Stored items

===============

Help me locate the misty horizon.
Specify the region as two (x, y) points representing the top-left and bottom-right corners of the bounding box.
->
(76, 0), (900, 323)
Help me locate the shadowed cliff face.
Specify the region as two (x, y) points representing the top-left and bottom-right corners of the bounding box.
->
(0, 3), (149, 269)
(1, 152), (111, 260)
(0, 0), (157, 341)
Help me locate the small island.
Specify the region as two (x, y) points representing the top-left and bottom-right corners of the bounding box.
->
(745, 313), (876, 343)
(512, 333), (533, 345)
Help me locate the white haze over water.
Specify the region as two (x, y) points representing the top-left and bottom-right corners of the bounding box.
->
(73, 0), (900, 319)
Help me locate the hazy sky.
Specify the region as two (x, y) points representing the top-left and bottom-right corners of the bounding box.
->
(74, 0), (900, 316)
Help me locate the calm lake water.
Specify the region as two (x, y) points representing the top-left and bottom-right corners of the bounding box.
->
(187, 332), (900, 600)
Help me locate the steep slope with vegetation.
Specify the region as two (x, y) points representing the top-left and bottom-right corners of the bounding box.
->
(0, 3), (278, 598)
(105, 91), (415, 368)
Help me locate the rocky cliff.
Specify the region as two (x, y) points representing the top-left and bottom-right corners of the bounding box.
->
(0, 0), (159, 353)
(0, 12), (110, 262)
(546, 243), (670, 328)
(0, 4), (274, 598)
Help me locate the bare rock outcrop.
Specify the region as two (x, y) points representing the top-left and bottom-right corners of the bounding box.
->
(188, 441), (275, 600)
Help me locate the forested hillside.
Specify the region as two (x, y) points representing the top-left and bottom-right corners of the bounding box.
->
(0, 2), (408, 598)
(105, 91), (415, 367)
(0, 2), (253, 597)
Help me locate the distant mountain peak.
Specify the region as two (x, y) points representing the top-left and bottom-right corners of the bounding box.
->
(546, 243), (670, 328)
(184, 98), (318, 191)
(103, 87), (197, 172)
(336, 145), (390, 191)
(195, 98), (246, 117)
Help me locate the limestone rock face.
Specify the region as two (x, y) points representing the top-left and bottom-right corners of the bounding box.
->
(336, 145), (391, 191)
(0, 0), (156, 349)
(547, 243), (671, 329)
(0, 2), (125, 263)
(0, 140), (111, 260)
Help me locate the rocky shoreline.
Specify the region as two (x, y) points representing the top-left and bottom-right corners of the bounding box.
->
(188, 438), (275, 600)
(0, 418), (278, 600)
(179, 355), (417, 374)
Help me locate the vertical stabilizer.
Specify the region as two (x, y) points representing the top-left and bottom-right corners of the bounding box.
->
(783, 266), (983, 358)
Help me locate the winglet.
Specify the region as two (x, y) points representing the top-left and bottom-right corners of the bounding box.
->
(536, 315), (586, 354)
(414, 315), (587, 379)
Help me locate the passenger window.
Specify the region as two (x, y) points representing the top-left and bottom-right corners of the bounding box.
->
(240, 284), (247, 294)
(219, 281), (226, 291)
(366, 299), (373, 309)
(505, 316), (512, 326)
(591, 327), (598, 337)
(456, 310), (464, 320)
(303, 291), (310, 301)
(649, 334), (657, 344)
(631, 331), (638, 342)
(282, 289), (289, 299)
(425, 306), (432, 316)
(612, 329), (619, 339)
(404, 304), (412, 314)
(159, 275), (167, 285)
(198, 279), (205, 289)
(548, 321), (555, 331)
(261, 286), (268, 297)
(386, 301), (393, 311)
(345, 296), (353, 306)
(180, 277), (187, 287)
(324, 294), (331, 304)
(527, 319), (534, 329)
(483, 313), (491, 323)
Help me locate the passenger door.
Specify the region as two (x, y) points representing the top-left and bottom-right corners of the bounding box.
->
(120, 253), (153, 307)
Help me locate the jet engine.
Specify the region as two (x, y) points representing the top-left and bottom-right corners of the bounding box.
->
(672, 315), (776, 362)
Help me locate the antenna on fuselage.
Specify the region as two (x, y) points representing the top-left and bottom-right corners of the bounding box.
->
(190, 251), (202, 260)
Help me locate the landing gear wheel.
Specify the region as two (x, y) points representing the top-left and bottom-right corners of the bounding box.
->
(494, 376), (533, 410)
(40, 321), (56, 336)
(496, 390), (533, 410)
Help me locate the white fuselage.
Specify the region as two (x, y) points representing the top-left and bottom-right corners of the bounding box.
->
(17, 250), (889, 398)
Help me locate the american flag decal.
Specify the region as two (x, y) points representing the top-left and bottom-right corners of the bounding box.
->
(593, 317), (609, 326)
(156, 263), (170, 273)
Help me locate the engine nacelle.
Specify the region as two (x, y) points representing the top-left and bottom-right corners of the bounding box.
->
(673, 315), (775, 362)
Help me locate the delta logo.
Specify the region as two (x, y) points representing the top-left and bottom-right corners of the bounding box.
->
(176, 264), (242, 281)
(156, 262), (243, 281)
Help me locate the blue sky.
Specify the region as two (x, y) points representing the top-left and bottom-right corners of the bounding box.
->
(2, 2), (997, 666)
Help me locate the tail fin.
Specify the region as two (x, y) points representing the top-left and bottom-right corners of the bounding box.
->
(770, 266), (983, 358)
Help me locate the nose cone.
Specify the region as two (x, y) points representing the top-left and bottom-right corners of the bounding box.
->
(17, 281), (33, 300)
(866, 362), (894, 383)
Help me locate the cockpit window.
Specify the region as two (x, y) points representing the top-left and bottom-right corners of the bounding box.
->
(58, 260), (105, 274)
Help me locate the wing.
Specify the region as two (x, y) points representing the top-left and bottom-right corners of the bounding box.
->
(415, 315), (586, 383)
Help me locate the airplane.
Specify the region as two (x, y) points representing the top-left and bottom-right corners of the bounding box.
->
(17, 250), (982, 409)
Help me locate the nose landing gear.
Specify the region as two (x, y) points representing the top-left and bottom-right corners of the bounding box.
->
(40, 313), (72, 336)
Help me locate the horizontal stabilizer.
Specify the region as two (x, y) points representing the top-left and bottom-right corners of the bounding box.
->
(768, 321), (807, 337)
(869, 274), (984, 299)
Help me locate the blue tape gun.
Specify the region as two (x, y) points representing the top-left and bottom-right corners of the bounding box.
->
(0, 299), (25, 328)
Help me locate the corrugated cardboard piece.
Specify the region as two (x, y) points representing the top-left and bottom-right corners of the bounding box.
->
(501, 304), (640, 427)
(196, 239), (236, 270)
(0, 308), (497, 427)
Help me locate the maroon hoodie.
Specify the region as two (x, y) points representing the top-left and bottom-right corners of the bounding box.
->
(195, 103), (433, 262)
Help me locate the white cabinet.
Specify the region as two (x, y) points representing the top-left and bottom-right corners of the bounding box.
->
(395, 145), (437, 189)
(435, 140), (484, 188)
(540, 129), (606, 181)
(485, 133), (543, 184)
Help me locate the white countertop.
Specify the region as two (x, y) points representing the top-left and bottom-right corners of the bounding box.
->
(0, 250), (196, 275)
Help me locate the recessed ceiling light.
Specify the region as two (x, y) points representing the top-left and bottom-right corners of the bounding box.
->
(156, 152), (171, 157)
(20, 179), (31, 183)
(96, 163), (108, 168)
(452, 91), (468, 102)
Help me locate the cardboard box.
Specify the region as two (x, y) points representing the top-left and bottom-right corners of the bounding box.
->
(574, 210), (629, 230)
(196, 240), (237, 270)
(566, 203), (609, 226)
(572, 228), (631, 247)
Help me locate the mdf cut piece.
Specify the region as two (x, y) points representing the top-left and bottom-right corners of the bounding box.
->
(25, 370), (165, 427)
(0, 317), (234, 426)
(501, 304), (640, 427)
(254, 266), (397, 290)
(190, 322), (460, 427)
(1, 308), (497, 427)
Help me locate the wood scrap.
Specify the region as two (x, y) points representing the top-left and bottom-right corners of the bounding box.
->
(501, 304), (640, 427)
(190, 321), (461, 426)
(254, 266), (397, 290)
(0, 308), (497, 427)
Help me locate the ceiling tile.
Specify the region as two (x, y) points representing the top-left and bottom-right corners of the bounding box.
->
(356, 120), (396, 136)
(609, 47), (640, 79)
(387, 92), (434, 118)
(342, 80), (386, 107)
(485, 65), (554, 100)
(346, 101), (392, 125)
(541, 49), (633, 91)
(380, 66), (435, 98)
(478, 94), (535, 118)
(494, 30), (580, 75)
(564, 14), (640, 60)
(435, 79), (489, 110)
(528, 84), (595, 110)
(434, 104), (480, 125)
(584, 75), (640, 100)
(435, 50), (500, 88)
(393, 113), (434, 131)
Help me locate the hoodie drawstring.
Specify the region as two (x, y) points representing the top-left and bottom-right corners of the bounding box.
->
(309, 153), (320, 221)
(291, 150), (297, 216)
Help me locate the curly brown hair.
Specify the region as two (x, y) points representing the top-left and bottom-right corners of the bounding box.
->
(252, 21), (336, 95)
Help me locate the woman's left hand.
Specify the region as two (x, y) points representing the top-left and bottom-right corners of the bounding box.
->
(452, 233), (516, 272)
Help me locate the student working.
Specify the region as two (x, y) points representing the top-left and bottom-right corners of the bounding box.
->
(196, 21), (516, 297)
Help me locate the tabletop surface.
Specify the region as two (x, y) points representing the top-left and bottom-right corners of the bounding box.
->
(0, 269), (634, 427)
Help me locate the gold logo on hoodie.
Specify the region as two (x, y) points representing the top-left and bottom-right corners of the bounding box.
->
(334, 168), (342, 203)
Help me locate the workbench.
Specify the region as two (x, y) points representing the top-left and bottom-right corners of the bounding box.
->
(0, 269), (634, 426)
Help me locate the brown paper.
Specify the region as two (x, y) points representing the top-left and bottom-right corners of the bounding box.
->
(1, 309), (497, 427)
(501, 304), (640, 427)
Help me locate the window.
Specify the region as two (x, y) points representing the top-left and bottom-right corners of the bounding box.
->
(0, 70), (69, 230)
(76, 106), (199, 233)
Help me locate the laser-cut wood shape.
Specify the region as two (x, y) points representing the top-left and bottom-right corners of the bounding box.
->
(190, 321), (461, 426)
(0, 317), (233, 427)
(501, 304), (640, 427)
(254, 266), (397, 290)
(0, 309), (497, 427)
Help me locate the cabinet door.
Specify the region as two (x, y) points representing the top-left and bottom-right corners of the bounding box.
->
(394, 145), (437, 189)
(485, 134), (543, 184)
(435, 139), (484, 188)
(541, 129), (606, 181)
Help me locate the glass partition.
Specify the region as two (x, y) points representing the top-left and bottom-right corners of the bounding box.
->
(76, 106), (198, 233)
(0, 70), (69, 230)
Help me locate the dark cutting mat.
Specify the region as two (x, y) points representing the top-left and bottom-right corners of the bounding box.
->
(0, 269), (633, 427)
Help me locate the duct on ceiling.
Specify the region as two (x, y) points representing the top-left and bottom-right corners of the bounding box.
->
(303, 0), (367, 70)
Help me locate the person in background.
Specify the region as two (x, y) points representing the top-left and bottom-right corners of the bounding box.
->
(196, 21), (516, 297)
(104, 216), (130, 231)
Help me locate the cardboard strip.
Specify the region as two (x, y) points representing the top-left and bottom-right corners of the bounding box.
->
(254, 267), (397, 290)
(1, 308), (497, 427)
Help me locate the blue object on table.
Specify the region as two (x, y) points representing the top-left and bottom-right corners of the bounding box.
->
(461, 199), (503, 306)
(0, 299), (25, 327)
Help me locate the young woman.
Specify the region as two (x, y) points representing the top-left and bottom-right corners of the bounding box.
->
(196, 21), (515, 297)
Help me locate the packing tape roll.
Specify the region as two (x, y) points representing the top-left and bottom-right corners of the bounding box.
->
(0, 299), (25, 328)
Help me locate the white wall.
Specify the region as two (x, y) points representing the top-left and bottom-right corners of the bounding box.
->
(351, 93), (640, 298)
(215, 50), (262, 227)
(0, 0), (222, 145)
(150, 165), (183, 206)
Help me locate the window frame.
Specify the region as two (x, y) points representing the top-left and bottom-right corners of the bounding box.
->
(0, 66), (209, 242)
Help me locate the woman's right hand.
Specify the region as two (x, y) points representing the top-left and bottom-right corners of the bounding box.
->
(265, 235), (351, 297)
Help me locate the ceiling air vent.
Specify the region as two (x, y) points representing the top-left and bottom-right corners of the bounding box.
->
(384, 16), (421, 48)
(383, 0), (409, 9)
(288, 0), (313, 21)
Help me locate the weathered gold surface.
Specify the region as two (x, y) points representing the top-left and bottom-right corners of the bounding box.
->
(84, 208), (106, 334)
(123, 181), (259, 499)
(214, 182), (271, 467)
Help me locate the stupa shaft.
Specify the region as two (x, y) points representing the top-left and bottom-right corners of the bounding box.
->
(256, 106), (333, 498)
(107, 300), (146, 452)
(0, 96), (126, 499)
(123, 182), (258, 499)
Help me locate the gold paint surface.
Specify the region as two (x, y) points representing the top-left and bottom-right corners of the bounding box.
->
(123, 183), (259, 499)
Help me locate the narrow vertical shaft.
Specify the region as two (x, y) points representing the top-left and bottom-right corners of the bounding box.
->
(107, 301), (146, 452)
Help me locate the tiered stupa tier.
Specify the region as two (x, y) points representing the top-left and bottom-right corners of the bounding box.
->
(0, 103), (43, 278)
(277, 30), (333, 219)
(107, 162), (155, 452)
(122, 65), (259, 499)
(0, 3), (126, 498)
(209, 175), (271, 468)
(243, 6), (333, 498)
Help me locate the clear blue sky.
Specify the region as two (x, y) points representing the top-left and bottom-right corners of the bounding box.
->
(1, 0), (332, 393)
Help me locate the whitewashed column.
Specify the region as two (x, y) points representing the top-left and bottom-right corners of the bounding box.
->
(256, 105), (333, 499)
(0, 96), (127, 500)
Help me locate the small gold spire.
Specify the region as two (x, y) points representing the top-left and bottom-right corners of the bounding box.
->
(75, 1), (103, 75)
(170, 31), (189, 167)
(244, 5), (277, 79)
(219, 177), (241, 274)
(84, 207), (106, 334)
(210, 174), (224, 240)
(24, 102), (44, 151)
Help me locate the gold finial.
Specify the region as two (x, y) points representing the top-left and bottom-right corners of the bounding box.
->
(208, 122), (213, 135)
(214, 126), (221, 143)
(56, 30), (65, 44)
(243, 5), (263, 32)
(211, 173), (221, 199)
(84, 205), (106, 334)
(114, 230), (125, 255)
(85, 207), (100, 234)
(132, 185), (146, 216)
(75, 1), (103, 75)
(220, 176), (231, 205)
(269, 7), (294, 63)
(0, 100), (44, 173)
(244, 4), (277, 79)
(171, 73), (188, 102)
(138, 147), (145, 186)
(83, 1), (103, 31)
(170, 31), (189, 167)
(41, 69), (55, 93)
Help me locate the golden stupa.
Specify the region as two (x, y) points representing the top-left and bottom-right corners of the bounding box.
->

===============

Each line of the data above that contains "blue" counts once; report the total alone.

REPLY TO THE EXERCISE: 4